== Text excerpt ==

Yesterday I got an email friend who complained that "awk is still a mystery". Not being one to ignore a cry for help with the command line, I was motivated to write up a simple introduction to the basics of awk. But where to post it? I know! We've got this little blog we're not doing anything with at the moment (er, yeah, sorry about that folks-- life's been exciting for the Command Line Kung Fu team recently)...
The first thing you need to understand about awk is that it reads and operates on each line of input one at a time. It's as if your awk code were sitting inside a big loop:
for each line of input
    # your code is here
end loop
Your code goes in curly braces. So the simplest awk program is one that just prints out every line of a file:
awk '{print}' /etc/passwd
Nothing too exciting there. It's just a more complicated way to "cat /etc/passwd". Note that you generally want to enclose your awk code in single quotes like I did in the example above. This prevents special characters in the awk script from being interpolated by your shell before they even get to awk.
One of the nice features of awk is that it automatically splits up each input line using whitespace as the delimiter. It doesn't matter how many spaces/tabs appear in between items on the line, each chunk of whitespace in its entirety is treated as a delimiter.
The whitespace-delimited fields are put into variables named $1, $2, and so on. Rather than just doing "print" as we did in the last example (which prints out the whole original line), you can print out any of the individual fields by number. For example, I can pull out the percentage used (field 5) and file system mount point (field 6) from df output:
$ df -h -t ext4 | awk '{print $5, $6}'
Use% Mounted
58% /
24% /boot
42% /var
81% /home
89% /usr
The comma in the "print $5, $6" expression causes awk to put a space between the two fields. If you did "print $5 $6", you'd get the two fields jammed up against each other with no space between them.

===

▸ Stated problem 1: List every file system mount point shown in the df output in the awk tutorial.
▸ Stated problem 2: Repeat the passage of the awk tutorial from "One of the nice" up to and including "as a delimiter.".
The data after the awk tutorial comes from a separate source.

== Provided material ==

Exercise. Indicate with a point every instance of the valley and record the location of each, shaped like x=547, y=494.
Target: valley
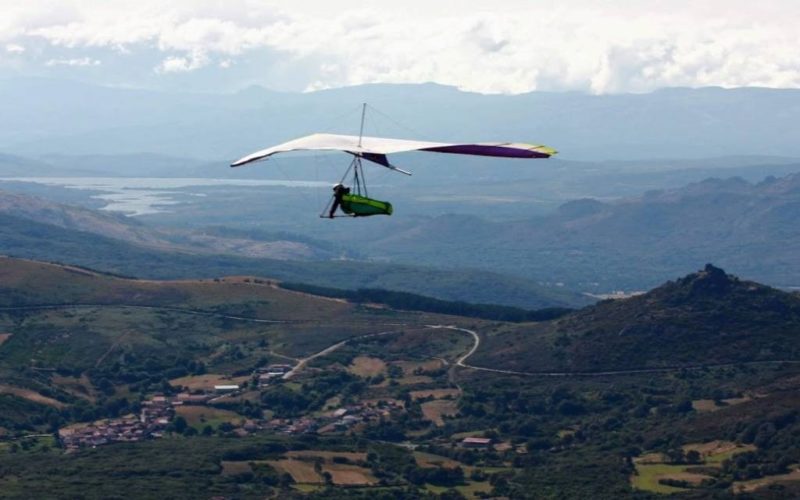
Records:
x=265, y=391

===

▸ Problem solution 1: /, /boot, /var, /home, /usr

▸ Problem solution 2:
One of the nice features of awk is that it automatically splits up each input line using whitespace as the delimiter. It doesn't matter how many spaces/tabs appear in between items on the line, each chunk of whitespace in its entirety is treated as a delimiter.